┌─ Selection
5.7 Legal Compliance. In operating the Business, Seller has complied in all
material respects with all laws (including rules and regulations thereunder) of
all Governmental Authorities, and no charge, complaint, action, suit,
proceeding, hearing, investigation, claim, demand, or notice has been filed or
commenced against Seller alleging any failure to comply with any such law or
regulation, and to Seller's Knowledge none of the foregoing is threatened.
5.8 Litigation. Except for the proposed cases under the Bankruptcy Code or
as set forth on Schedule 5.8, there is no litigation, action, suit, proceeding
or investigation pending or, to the Knowledge of Seller, threatened, to which
Seller is a party with respect to the Business or any of the transactions
contemplated hereby. Seller is not in default with respect to any order, writ,
injunction or decree of any Governmental Authority.
5.9 No Conflict. Except as set forth in Schedule 5.9, the execution by
Parent and Seller of this Agreement and the other documents and instruments
referred to in this Agreement to which it is a party, compliance by Parent and
Seller with the provisions of this Agreement and the consummation of the
transactions contemplated hereby and thereby (i) will not, in any material
respect, violate any provision of applicable law, (ii) will not conflict with
any provision of the Articles of Incorporation or By-laws of Parent and Seller
or conflict with, result in a breach of, or constitute a default (or an event
which, with notice or lapse of time or both, would constitute a default) under,
or result in the termination of, accelerate the performance required by, or
create in any party the right to accelerate, terminate, modify, or cancel or
require any notice under any of the terms, conditions or provisions of, any
Contract described in Section 5.3(c) or 5.6(c) hereof (except for the failure to
obtain a third-party consent under such instrument before Closing), (iii) will
not result in the creation of any lien, charge or encumbrance upon any of the
Assets pursuant to any Contract, described in Section 5.3(c) or 5.6(c) hereof,
to which Parent or Seller are a party or by which Parent or Seller are bound or
to which the Assets are subject, (iv) except for clearance under the HSR Act,
and approval of the
00
Xxxxxxxxxx Xxxxx if the Petition Date occurs prior to the Closing, do not
require the consent or approval of, or registration, declaration or filing with,
any Governmental Authority and (v) do not violate any order, writ, injunction,
decree, arbitration award, statute, rule or regulation applicable to Parent and
Seller, to any of the Assets or to the Business.
5.10 Financial Statements; No Material Adverse Change.
└─
■ What the task asks:
Extend the sale agreement excerpt by writing the body of section 5.10, which begins right after its heading, "Financial Statements; No Material Adverse Change." The listing after this point has no connection to the sale agreement excerpt.
┌─ Extracted entries
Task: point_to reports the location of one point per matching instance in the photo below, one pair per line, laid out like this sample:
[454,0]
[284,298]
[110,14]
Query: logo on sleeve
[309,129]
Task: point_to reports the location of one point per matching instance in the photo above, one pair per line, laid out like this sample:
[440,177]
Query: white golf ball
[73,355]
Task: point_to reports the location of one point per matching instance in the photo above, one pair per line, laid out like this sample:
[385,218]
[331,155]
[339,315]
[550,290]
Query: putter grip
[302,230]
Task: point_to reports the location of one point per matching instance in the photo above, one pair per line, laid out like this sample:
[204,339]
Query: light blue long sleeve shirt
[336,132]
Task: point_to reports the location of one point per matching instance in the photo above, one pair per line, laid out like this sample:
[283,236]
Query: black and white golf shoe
└─
■ Result of this task:
(a) Parent and Seller have delivered to Buyer and Westcon copies of
Seller's unaudited balance sheet, and Seller's unaudited income statement, as of
the end of, and for, the fiscal years ended December 31, 1998 and 1999 and as of
the end of and for the 4-month period ended April 30, 2000 (the "Financial
Statements"). The Financial Statements are, and the Closing Balance Sheet will
be when issued, complete and correct in all material respects. The Closing
Balance Sheet will be prepared in accordance with past practices, consistently
applied, provided that all intercompany accounts payable, intercompany debts and
other intercompany obligations and intercompany accounts receivable shall be
excluded therefrom and the other Financial Statements have been prepared in
accordance with past practices, consistently applied. The Financial Statements,
present fairly, and the Closing Balance Sheet will when issued present fairly,
the financial condition and results of operations of Seller as at the dates of
such statements and for the periods then ended.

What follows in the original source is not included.